* [Work to do]
**a)** In the passage on putative father registries, what right does a man secure by registering himself as a potential father?
**b)** Carry on the passage about putative father registries from its final sentence.

[START Selected passage]

The Atlantic did a thought-provoking piece on Putative Father Registries this week that really highlights the difficulties that face unmarried dads who want to parent their children when the mother wants to choose adoption.

Putative Father Registries (also called “Responsible Father Registries” in some places) are systems that many states have created to solve a common problem in adoption: How do we address the rights of fathers we can’t find? Whether the dad is purposely making himself scarce or has just neglected to keep current with the mom, I think we can all agree that simply not allowing the child to be adopted is not a good solution. Further, allowing the birth dad to enter the scene and object after the adoption is final would be horrible for everyone. Many states allow a birth mother to publish a notice in the newspaper if she has tried hard to find the father and can’t, but this has the double drawback of (1) making private matters public and (2) giving very little hope that the father will actually see the notice. So, some states created registries where any man who has had sex with a woman can register himself as a potential dad. By doing so, he secures his right to be notified of any adoption proceeding involving his child.

[END Selected passage]
[START Recorded data]

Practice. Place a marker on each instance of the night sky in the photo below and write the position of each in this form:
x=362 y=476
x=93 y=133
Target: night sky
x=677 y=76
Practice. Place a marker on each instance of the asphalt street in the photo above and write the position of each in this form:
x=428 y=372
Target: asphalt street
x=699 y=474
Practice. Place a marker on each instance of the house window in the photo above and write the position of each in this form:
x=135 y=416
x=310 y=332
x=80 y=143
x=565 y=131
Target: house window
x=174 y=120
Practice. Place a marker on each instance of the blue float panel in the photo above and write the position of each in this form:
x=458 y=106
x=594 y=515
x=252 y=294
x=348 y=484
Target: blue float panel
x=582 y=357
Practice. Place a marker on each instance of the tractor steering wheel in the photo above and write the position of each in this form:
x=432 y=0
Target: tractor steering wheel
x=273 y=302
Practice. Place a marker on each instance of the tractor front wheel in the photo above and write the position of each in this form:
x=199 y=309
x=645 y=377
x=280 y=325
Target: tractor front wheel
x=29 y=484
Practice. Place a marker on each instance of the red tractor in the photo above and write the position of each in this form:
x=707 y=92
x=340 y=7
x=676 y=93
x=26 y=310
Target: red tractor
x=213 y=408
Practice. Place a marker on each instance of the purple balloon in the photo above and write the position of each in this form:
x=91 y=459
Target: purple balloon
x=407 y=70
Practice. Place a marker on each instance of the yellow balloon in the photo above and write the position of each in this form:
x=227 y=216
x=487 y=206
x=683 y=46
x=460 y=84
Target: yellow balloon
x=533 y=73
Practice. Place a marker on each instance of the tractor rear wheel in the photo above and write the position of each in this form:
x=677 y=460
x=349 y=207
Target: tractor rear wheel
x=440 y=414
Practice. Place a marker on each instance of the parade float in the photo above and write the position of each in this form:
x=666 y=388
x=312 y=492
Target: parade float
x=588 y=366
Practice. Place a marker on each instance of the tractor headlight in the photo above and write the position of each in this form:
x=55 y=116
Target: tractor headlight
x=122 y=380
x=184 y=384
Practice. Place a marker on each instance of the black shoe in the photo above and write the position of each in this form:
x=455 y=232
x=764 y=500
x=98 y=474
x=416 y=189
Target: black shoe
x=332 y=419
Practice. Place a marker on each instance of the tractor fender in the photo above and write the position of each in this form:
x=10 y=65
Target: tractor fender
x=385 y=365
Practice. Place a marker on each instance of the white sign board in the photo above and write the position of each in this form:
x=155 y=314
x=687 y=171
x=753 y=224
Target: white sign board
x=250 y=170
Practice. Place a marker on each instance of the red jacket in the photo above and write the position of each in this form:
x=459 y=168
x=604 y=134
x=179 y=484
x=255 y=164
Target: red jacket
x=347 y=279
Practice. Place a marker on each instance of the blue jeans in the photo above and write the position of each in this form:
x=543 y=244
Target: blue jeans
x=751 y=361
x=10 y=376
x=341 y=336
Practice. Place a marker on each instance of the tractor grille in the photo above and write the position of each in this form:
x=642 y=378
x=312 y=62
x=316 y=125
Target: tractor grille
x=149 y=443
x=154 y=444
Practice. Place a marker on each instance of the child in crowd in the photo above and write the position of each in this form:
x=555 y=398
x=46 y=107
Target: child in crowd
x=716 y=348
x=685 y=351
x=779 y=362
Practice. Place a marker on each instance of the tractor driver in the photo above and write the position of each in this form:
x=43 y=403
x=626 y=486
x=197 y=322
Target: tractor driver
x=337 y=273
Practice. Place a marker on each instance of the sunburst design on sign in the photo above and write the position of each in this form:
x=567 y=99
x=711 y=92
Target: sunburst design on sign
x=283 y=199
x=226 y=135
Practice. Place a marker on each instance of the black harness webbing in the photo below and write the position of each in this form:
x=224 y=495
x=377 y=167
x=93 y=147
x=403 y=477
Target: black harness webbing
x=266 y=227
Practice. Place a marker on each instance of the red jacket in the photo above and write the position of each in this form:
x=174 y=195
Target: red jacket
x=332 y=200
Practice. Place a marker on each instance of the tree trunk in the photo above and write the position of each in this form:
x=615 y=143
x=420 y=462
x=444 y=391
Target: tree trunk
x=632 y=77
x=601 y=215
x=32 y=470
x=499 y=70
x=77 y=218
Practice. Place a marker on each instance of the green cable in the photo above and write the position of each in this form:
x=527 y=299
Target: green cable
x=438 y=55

[END Recorded data]

* [Answer set]
**a)** He secures the right to be notified of any adoption proceeding involving his child.

**b)**
One problem with Putative Father Registries is that in many places, no one knows that they exist. I was proud to see my home state of Virginia noted as an exception – our PFR has a great public outreach campaign. But, wait – South Carolina, which was cited as having lousy publicity for its PFR, had 259 men register as fathers last year. Virginia, even with slightly higher number of out-of-wedlock births, had only 111 registries. So, more publicity doesn’t necessarily mean more registrations. However, without publicity, there will never be any registrations, so getting the word out about Putative Father Registries needs to be a high priority in every state.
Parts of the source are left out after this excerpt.